Data extracts: Begin

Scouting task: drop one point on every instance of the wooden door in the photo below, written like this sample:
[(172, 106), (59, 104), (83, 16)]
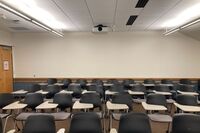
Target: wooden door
[(6, 69)]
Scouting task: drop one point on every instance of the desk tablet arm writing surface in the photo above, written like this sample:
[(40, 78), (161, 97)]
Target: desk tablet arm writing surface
[(62, 130), (113, 130)]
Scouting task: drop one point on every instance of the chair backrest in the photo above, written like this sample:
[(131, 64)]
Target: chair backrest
[(186, 123), (166, 81), (82, 82), (85, 123), (117, 88), (185, 81), (127, 82), (97, 81), (140, 88), (1, 127), (5, 99), (33, 99), (51, 81), (186, 88), (134, 123), (112, 81), (52, 90), (93, 98), (35, 87), (156, 99), (187, 100), (66, 83), (123, 98), (63, 100), (97, 88), (40, 124), (162, 88), (76, 90), (149, 81)]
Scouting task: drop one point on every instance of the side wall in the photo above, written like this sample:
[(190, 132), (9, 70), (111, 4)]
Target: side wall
[(126, 54), (5, 38)]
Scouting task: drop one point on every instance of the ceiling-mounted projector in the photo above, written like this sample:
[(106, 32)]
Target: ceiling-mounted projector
[(100, 28)]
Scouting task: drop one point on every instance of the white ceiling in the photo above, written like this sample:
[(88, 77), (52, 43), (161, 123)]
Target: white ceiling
[(83, 15)]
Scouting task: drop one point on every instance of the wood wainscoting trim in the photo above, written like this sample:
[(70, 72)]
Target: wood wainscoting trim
[(89, 79)]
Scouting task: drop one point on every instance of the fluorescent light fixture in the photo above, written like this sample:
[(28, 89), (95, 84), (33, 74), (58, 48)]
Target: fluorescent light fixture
[(35, 10), (171, 31), (189, 24), (183, 17), (41, 25), (30, 19), (57, 33), (14, 11)]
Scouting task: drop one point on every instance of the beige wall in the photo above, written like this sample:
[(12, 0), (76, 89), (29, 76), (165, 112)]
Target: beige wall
[(127, 54), (5, 38)]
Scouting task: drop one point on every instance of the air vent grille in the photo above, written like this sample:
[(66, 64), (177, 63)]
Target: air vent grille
[(18, 28), (131, 20), (141, 3)]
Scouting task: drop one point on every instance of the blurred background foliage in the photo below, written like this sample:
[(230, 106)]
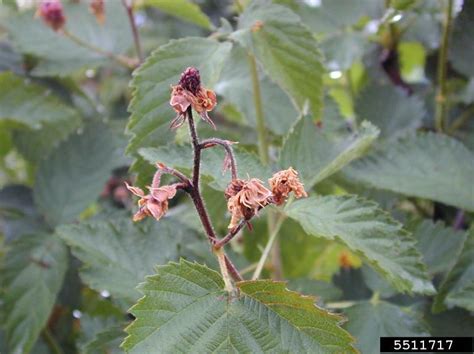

Data extracts: End

#### Task
Quote exactly the lines from the line that contains "[(12, 0), (76, 89), (29, 76), (165, 112)]" through the last line of the listing, please, leaving out all pictures.

#### Written answer
[(12, 0), (76, 89), (29, 76), (165, 112)]
Target: beige wall
[(127, 54), (5, 38)]
Scouting task: drop one point on every instance of the air vent grille in the photo above, written like this sample:
[(66, 64), (177, 63)]
Target: air vent grille
[(18, 28), (131, 20), (141, 3)]
Scouting task: drop one point on every instance of the blurred background foliage in the photo below, written like this sample:
[(230, 106)]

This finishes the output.